DIRECTIVE 1 | Decide whether each of the following statements agrees with the page on the blog and wiki combo, answering yes or no and quoting the deciding words of the page: (a) Wikis can also create streams through recent changes feeds. (b) Weblogs are described as good for collaborative refactoring and connecting of ideas. (c) The writer's blog, in its setup, puts stock above flow.

EXCERPTED PASSAGE |
— start —

The blog and wiki combo
At a very high-level, blogs and wikis are just both ways of helping me get my thoughts in some kind of order, one way or another. They both happen to be forms [[hypertexting]].
Blogs as thinking out loud and conversations (also with oneself). Wiki as its accumulated residue.
---Ton Zylstra (The Blog and Wiki Combo)
The lines between the two are blurry, but generally I think the blog is for streams of thoughts and discussion, and the wiki is (supposedly) the distillation and crystalisation of those. We'll see - the more I'm exploring, the more I'm finding the two are interwoven and overlapping.
- process - weblogs are good to keep track of ideas unfolding; datestamp and preserving the original are important
- outcome - wikis are good for (collaborative) working on integrating, refactoring and connecting ideas
- connection between these two is essential - I'd like to see how bits of weblog posts turn into something more tangible
– Mathemagenic: learning and KM insights - Tuesday, June 08, 2004
Martin Fowler calls the blog and wiki combo his [[bliki]].
[[The Garden and the Stream]]
[[Stock and flow]]
How do they interlink?
Ultimately blogs and wikis are not either stock or flow to me but can do both. Wikis also create streams, through recent changes feeds etc. Over the years I had many RSS feeds in my reader alerting me to changes in wikis. I feel both hemmed in by how my blog in its setup puts flow above stock, and how a wiki assumes stock more than flow. But that can all be altered. In the end it’s all just a database, putting different emphasis on different pivots for navigation and exploration.
In this sense, perhaps the terms wiki and blog are unhelpful, in that we have preconceptions about what each can and can't do.
Wiki and blogs have two different cultures, two different idioms, two different sets of values.
And the real magic trick is to put them both together. To keep the ball bouncing with your [[flow]]—to maintain that open channel of communication—while you work on some kick-ass [[stock]] in the background. Sacrifice neither. The hybrid strategy.

— end —

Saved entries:
— start —

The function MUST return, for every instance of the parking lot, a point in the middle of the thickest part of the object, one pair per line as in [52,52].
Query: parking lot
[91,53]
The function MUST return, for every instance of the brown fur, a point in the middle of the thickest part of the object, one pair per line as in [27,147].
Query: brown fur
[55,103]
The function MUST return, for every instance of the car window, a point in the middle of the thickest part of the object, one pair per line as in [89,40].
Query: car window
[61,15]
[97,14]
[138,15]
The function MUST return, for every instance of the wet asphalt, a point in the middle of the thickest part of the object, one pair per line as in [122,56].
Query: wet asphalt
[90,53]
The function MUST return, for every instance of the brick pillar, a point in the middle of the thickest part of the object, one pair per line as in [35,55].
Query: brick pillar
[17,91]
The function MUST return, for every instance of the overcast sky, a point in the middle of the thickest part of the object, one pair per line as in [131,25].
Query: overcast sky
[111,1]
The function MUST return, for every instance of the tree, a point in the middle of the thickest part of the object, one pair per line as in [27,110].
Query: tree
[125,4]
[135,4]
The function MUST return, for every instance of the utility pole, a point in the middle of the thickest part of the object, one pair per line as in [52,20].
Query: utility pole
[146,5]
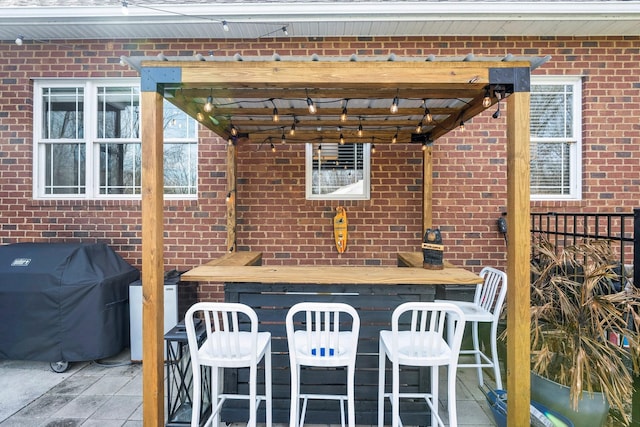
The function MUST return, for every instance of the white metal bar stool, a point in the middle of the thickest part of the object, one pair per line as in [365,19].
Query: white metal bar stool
[485,308]
[417,338]
[228,345]
[319,337]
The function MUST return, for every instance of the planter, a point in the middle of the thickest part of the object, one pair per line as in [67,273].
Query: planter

— end —

DIRECTIVE 2 | Tally the lines of the listing above that contain the string "parking", treating case as significant, and give only the number.

CORRECT ANSWER 1 |
(a) Yes: "Wikis also create streams, through recent changes feeds etc."
(b) No: "weblogs are good to keep track of ideas unfolding; datestamp and preserving the original are important"
(c) No: "how my blog in its setup puts flow above stock"

CORRECT ANSWER 2 | 2